(Stored data)

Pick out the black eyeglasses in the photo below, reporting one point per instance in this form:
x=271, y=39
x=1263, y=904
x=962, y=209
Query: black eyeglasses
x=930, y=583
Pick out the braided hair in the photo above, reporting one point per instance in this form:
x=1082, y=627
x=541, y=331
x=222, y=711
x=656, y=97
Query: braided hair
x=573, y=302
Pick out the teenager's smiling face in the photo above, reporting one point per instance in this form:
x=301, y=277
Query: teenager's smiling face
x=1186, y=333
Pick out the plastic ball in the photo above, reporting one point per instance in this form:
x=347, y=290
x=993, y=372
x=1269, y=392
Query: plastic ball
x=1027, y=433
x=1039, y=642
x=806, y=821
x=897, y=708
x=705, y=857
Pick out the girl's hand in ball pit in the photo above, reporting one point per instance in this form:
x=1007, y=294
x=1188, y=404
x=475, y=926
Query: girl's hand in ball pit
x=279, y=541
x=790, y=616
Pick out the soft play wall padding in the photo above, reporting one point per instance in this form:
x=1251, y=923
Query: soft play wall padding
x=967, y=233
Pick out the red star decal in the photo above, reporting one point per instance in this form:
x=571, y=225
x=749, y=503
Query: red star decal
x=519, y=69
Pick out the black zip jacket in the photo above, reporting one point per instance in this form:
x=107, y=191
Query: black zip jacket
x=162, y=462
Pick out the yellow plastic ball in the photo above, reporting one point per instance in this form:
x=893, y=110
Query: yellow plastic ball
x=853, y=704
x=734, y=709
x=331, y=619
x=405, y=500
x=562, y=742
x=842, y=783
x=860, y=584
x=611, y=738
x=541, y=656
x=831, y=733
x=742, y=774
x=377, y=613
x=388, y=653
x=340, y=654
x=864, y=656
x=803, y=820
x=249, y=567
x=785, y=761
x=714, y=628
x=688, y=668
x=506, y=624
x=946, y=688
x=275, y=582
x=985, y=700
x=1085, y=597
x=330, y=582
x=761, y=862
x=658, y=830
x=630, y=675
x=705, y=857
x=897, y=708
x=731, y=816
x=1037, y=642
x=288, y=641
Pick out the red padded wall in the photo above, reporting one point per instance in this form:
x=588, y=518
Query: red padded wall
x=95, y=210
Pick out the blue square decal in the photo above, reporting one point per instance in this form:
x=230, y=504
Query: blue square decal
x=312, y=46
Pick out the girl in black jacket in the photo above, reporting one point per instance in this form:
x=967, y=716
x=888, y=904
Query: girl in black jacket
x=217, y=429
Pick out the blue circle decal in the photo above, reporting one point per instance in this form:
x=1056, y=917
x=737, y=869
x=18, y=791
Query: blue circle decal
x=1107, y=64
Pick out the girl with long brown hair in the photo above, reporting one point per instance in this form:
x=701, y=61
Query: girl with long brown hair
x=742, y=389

(End Stored data)

● Aim of the exercise
What you return must match the records exactly, down to the last line.

● Answer area
Pick out the black eyeglasses in the photo below, reporting one point per instance in this form:
x=271, y=39
x=1263, y=904
x=962, y=209
Query: black eyeglasses
x=930, y=583
Pick out the braided hair in the photo above, reporting one point per instance in this form:
x=1082, y=627
x=541, y=331
x=222, y=711
x=656, y=97
Query: braided hair
x=573, y=302
Pick out the teenager's smiling face in the photo above, reporting one point per instance in this form:
x=301, y=277
Query: teenager's smiling face
x=1186, y=333
Pick out the plastic ball in the photo above, reporting one point per instance in this form:
x=347, y=290
x=993, y=372
x=1269, y=392
Query: plastic ball
x=1027, y=433
x=1039, y=642
x=806, y=821
x=897, y=708
x=705, y=857
Pick out the girl's hand in ball pit in the photo above, reporting one point per instance in this form:
x=1007, y=294
x=1188, y=404
x=475, y=926
Query: girl's hand in ball pit
x=279, y=541
x=790, y=616
Pick out the soft play wall padding in the photo above, reporting one point per instance in this form:
x=1251, y=923
Query: soft play wall padding
x=967, y=233
Pick out the red star decal in the photo above, reporting one point per instance in this form:
x=571, y=225
x=749, y=503
Query: red star decal
x=519, y=69
Pick out the black zip jacket in the photo above, reporting one point per instance in this form:
x=107, y=191
Query: black zip jacket
x=162, y=462
Pick out the yellow plastic ball in the photo above, reporting one point per instance in this form:
x=893, y=110
Query: yellow plastic ball
x=853, y=704
x=734, y=709
x=331, y=619
x=405, y=500
x=562, y=742
x=842, y=783
x=860, y=584
x=611, y=738
x=541, y=656
x=831, y=733
x=742, y=774
x=377, y=613
x=388, y=653
x=340, y=654
x=864, y=656
x=803, y=820
x=249, y=567
x=785, y=761
x=714, y=628
x=688, y=668
x=506, y=624
x=946, y=688
x=275, y=582
x=985, y=700
x=1085, y=597
x=330, y=582
x=761, y=862
x=658, y=830
x=630, y=675
x=705, y=857
x=897, y=708
x=731, y=816
x=1037, y=642
x=288, y=641
Pick out the red padded wall in the photo above, reporting one point per instance in this form:
x=588, y=518
Query: red padded wall
x=95, y=210
Pick out the blue square decal in the photo above, reporting one point per instance in this form:
x=230, y=504
Query: blue square decal
x=312, y=46
Pick out the girl in black jacket in the photo above, reporting one point per instance in this form:
x=967, y=716
x=888, y=904
Query: girl in black jacket
x=217, y=429
Pick out the blue circle decal in the photo above, reporting one point per instance in this form:
x=1056, y=917
x=737, y=869
x=18, y=791
Query: blue circle decal
x=1107, y=64
Pick out the girl with long brown hair in the photo above, reporting one point per instance in this form:
x=701, y=61
Query: girl with long brown hair
x=742, y=389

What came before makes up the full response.